Each entry below is to be given again word for word, with no pictures.

• [DATA FOR ANALYSIS]:
________
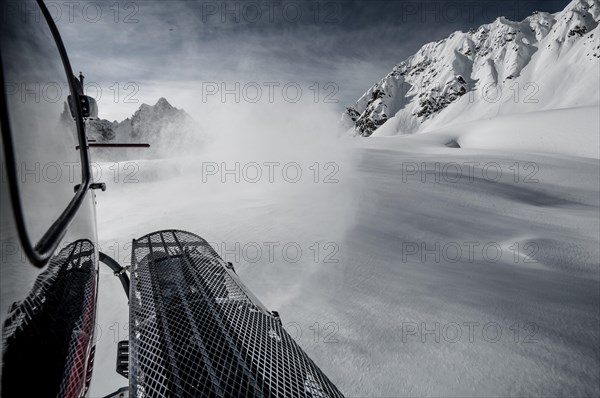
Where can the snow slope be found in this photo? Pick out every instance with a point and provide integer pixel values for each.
(547, 61)
(372, 308)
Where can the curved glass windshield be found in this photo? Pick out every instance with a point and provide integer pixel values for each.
(43, 131)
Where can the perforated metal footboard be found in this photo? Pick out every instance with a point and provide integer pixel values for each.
(196, 331)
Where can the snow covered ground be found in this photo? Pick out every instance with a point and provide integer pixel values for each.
(425, 270)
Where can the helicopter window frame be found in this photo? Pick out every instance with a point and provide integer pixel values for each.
(40, 253)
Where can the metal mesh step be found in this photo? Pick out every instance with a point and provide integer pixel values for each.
(196, 331)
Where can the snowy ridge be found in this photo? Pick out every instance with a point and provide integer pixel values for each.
(163, 126)
(546, 61)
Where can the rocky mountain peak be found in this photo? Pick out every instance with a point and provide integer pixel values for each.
(498, 55)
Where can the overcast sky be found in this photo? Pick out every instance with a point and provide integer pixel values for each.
(138, 51)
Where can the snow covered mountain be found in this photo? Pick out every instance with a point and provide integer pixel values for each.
(161, 125)
(547, 61)
(149, 122)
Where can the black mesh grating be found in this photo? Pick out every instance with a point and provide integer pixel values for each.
(50, 332)
(196, 331)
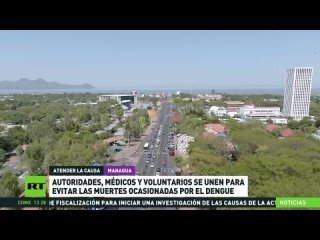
________
• [WRITTEN SOLUTION]:
Where can the snow slope be found in this photo? Pick out every instance with a point and provide integer pixel values for each.
(547, 61)
(372, 308)
Where can the curved glass windshield be found in this photo? Pick out every instance with a point and provide integer pixel values for each.
(43, 131)
Where can the perforated metal footboard be found in this photo? Pick out every instance with a point and provide integer pixel values for each.
(196, 331)
Where can the snow covered ground be found in this photo? Pick out every instance with a point and provide integer pixel values for each.
(425, 270)
Where can the helicopter window frame be found in this photo? Pick out every instance with a point and provide integer pixel values for each.
(40, 253)
Where can the metal mesh step be found in this photo? Pick out every instance with a point and provide integer pixel values for each.
(196, 331)
Where can the snowy ridge be found in this photo? Pick out every instance with a point and provide integer pixel values for each.
(163, 126)
(546, 61)
Where can the rocky mountain peak be found in this photo? Pick out every instance with a point and provide integer pixel values for each.
(498, 55)
Where can the overcast sky be found in this photo? Pick out every instance with a point and provide integer pixel values for each.
(138, 51)
Where can the snow covered mountain be found in this photo? Pick out every instance with a point and provide integer pixel values for each.
(161, 125)
(547, 61)
(149, 122)
Where can the black mesh grating be found in this photo? Pick out every instance with a point and provide integer pixel values for each.
(50, 332)
(196, 331)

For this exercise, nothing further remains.